WHAT TO WORK ON:
Repeat the material below word for word and leave out all pictures.

Entries on locating named things:
>> Begin

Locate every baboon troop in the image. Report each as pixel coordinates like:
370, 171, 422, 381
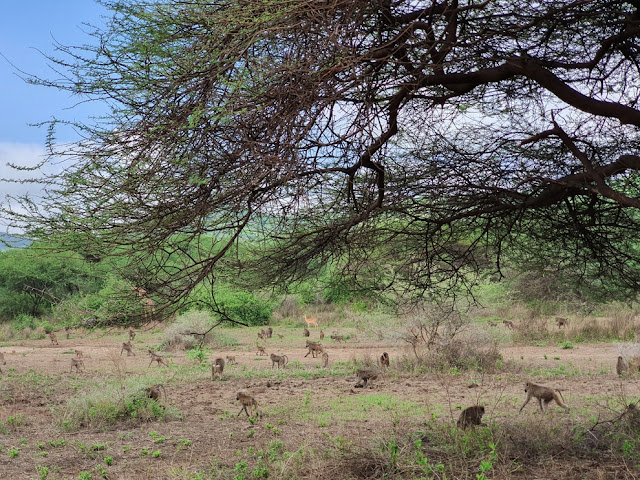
120, 340, 136, 357
236, 392, 262, 417
270, 353, 289, 370
458, 405, 484, 428
355, 369, 378, 388
69, 358, 84, 373
520, 382, 569, 413
211, 358, 224, 380
378, 352, 389, 368
322, 352, 329, 368
305, 340, 323, 358
147, 349, 169, 367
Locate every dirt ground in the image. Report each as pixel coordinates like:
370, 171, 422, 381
0, 328, 640, 479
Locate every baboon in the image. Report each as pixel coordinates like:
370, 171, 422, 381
322, 352, 329, 368
379, 352, 389, 368
270, 353, 289, 369
458, 405, 484, 428
147, 349, 169, 367
144, 383, 167, 401
69, 358, 84, 373
520, 382, 569, 413
120, 340, 136, 357
305, 340, 323, 358
236, 392, 262, 417
211, 358, 224, 380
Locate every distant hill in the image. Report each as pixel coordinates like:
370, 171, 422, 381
0, 233, 31, 250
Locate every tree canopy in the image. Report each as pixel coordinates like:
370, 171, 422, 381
7, 0, 640, 306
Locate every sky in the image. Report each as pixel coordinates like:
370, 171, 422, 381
0, 0, 109, 233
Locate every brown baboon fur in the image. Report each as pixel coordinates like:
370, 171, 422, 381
236, 392, 262, 417
355, 369, 378, 388
458, 405, 484, 428
120, 340, 136, 357
322, 352, 329, 368
305, 340, 323, 358
69, 358, 84, 373
520, 382, 569, 413
380, 352, 389, 368
147, 349, 169, 367
270, 353, 289, 369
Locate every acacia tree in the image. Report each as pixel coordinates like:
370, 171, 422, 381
7, 0, 640, 306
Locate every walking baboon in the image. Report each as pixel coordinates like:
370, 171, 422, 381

>> End

EXERCISE ANSWER:
Locate every baboon troop in the image. Report each as pixel coordinates like:
370, 171, 422, 381
120, 340, 136, 357
236, 392, 262, 417
270, 353, 289, 370
458, 405, 484, 428
355, 369, 378, 388
69, 358, 84, 373
520, 382, 569, 413
211, 358, 224, 380
378, 352, 389, 368
322, 352, 329, 368
305, 340, 323, 358
147, 349, 169, 367
Locate every dirt ground in the image. Report each as pixel coordinates like:
370, 171, 422, 381
0, 328, 640, 479
Locate every baboon in the image. Report each as pixel coordinates like:
370, 171, 422, 381
322, 352, 329, 368
379, 352, 389, 368
270, 353, 289, 369
458, 405, 484, 428
147, 349, 169, 367
144, 383, 167, 401
69, 358, 84, 373
520, 382, 569, 413
120, 340, 136, 357
305, 340, 323, 358
236, 392, 262, 417
211, 358, 224, 380
Locate every distant hill in the image. Report each as pixel coordinates like:
370, 171, 422, 381
0, 233, 31, 250
Locate every tree canopy in the image. Report each as pixel coordinates like:
370, 171, 422, 381
7, 0, 640, 306
Locate every sky in the image. Report each as pixel coordinates like:
370, 171, 422, 381
0, 0, 109, 233
Locate every brown baboon fur in the image. Report each as pixel coordinates like:
370, 171, 422, 381
236, 392, 262, 417
355, 369, 378, 388
458, 405, 484, 428
120, 340, 136, 357
322, 352, 329, 368
305, 340, 323, 358
69, 358, 84, 373
520, 382, 569, 413
380, 352, 389, 368
147, 349, 169, 367
270, 353, 289, 369
Locate every acacia tree in the image. Report each as pixel coordinates like:
370, 171, 422, 381
7, 0, 640, 306
Locate every walking baboon in the image. Report each as pixel coordinates like:
370, 171, 422, 381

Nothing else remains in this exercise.